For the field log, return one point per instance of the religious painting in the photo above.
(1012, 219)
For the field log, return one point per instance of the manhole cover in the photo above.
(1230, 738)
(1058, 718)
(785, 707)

******************************

* **What is being asked**:
Rewrite all of the lines above, keeping the request text, and scale every coordinate in the points by 2.2, rounding each result to a whole number with halves rounded up.

* **Task result**:
For the field log, return one point per instance of the religious painting in the photo above.
(2226, 482)
For the field log, return one point per instance of the manhole cover in the photo above.
(2706, 1624)
(2328, 1580)
(1727, 1555)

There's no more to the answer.